• **Texte de lecture**:
Lorsque le retraitant, au cours d’une démarche selon les Exercices spirituels, prend au cours de la journée un temps pour l’oraison, convient-il qu’il emporte avec lui le texte biblique avec lequel il a prévu de prier ? C’est là une pratique assez courante. Elle l’est évidemment surtout pour les personnes dont la culture biblique est relativement maigre, et qui ne connaissent pas bien l’ensemble des « textes » ou « passages » bibliques qui leur sont proposés. Mais elle est aussi répandue chez ceux qui « connaissent bien leur Bible ». Ces quelques pages se proposent de réfléchir à cette question concrète, en tant qu’il s’agit d’une question pédagogique, mais aussi d’une question sur notre culture d’aujourd’hui.
Dans le parcours des quatre semaines des Exercices, cette question concrète se pose surtout, pensons-nous, à partir de la deuxième semaine. Sans entrer dans la discussion d’un point disputé, disons qu’il n’y a pas vraiment de rapport à la Bible au cours de la première semaine, du moins telle qu’elle est proposée dans le livret d’Ignace. Notre position contredit la pratique courante, certes, surtout lorsqu’on prévoit dans telle ou telle retraite une période dite « de fondement ». De fait, le livret des Exercices ne propose pas de rapport au « texte » au sens précis que nous avons dit. Il faut alors réfléchir à ce qu’engage couramment dans notre expérience culturelle la « lecture » d’un texte. Nous pourrons alors, en conclusion, proposer quelques suggestions pour la pratique concrète des retraites.

• **Matériel source**:
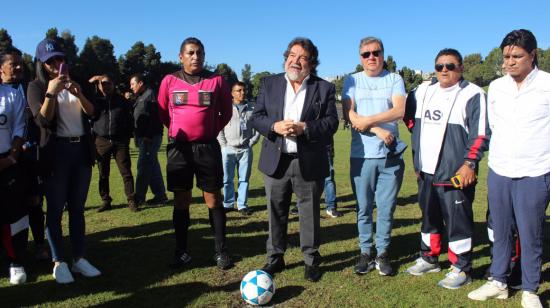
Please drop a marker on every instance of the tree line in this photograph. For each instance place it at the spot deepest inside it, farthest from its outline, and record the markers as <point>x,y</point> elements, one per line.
<point>97,57</point>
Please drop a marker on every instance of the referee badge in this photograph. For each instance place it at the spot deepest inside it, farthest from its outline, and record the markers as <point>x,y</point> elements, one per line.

• **Tâches**:
(1) Retapez le passage du texte de lecture allant de « Lorsque le retraitant, au » jusqu'à « notre culture d’aujourd’hui. » inclus.
(2) Pour chaque affirmation, indiquez par oui ou non si elle concorde avec le texte de lecture, puis citez mot pour mot le passage qui tranche.
(a) L'usage d'emporter le texte biblique pendant l'oraison se rencontre aussi chez ceux qui connaissent bien leur Bible.
(b) La question concrète se pose surtout dès la première semaine des Exercices.
(c) La position défendue s'accorde avec la pratique courante.
Le matériel n'entre pas en compte ici.

• **Réponses**:
(1)
Lorsque le retraitant, au cours d’une démarche selon les Exercices spirituels, prend au cours de la journée un temps pour l’oraison, convient-il qu’il emporte avec lui le texte biblique avec lequel il a prévu de prier ? C’est là une pratique assez courante. Elle l’est évidemment surtout pour les personnes dont la culture biblique est relativement maigre, et qui ne connaissent pas bien l’ensemble des « textes » ou « passages » bibliques qui leur sont proposés. Mais elle est aussi répandue chez ceux qui « connaissent bien leur Bible ». Ces quelques pages se proposent de réfléchir à cette question concrète, en tant qu’il s’agit d’une question pédagogique, mais aussi d’une question sur notre culture d’aujourd’hui.

(2)
(a) Oui : « Mais elle est aussi répandue chez ceux qui « connaissent bien leur Bible ». »
(b) Non : « cette question concrète se pose surtout, pensons-nous, à partir de la deuxième semaine. »
(c) Non : « Notre position contredit la pratique courante, certes »